== Segment start ==
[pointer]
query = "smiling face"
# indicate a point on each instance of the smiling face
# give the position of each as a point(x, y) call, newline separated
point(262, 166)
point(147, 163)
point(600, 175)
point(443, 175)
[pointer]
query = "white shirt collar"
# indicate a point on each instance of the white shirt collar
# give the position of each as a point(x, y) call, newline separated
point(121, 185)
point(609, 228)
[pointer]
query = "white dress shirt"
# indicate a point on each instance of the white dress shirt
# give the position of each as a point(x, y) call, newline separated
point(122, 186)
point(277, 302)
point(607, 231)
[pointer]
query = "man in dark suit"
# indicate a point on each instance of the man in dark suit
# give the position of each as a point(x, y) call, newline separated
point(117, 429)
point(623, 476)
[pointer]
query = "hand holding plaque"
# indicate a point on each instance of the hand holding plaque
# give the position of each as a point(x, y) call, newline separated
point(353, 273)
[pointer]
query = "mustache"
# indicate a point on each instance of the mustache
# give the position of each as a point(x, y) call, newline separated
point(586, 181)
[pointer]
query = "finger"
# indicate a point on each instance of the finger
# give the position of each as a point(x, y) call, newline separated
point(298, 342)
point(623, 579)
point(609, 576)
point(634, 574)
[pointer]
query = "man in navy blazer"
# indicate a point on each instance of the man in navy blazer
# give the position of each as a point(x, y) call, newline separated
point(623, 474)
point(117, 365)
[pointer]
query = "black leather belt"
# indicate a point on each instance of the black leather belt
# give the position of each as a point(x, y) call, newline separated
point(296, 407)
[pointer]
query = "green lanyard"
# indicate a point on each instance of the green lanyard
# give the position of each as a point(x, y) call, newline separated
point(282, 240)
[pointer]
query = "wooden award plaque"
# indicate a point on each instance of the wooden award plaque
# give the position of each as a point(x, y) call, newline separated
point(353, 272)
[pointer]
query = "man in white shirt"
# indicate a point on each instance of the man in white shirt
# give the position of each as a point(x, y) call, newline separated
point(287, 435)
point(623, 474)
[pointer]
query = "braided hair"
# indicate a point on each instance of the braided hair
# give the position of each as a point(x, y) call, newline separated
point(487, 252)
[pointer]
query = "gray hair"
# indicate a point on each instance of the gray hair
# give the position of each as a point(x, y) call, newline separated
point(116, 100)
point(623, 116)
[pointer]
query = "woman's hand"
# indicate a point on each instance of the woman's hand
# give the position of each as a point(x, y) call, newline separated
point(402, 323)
== Segment end ==
Retype all of the material exactly as it stands above.

■ YOUR SOLUTION:
[pointer]
query = "smiling face"
# indicate a point on each instance of the smiling face
# give the position of each as a point(x, y) call, newline separated
point(262, 166)
point(147, 163)
point(600, 175)
point(443, 175)
[pointer]
query = "white shirt collar"
# indicate a point on each instance of the white shirt collar
# give the position of each as a point(x, y) call, newline separated
point(121, 185)
point(609, 228)
[pointer]
query = "white dress shirt"
# indicate a point on each instance of the white dress shirt
# give the position of each as a point(x, y) call, newline separated
point(122, 186)
point(277, 302)
point(607, 231)
[pointer]
query = "man in dark suit"
# indicate a point on each instance of the man in dark suit
# give the position of each as a point(x, y) call, newline separated
point(117, 429)
point(623, 476)
[pointer]
query = "hand holding plaque"
# indicate a point on each instance of the hand holding plaque
# give the position of each as a point(x, y) call, newline separated
point(353, 273)
[pointer]
query = "mustache"
# indicate a point on each instance of the mustache
# give the position of each as a point(x, y) call, newline separated
point(586, 181)
[pointer]
query = "finger"
# indicate a point on each instance of the finger
# give the position of each as a point(x, y) call, newline separated
point(298, 342)
point(623, 579)
point(609, 576)
point(634, 574)
[pointer]
query = "man in navy blazer"
# indicate a point on each instance of the man in navy blazer
# give the position of each as a point(x, y) call, newline separated
point(623, 474)
point(117, 365)
[pointer]
query = "black leather belt"
# indicate a point on each instance of the black leather belt
# give the position of each as a point(x, y) call, newline separated
point(296, 407)
[pointer]
query = "green lanyard"
# indicate a point on each instance of the green lanyard
# give the position of each as a point(x, y) call, newline separated
point(282, 240)
[pointer]
query = "wooden award plaque"
# indicate a point on each instance of the wooden award plaque
# give the position of each as a point(x, y) call, newline separated
point(353, 272)
[pointer]
query = "man in white shirt"
# indicate a point on each instance of the man in white shirt
# give the position of each as a point(x, y) call, newline separated
point(287, 435)
point(623, 474)
[pointer]
query = "braided hair"
# indicate a point on each instance of the braided hair
# give the position of each as a point(x, y) call, newline separated
point(487, 252)
[pointer]
query = "gray hair"
# indicate a point on each instance of the gray hair
# give the position of each as a point(x, y) call, newline separated
point(116, 100)
point(623, 116)
[pointer]
query = "woman's hand"
# indicate a point on each instance of the woman's hand
# give the position of each as a point(x, y) call, newline separated
point(402, 323)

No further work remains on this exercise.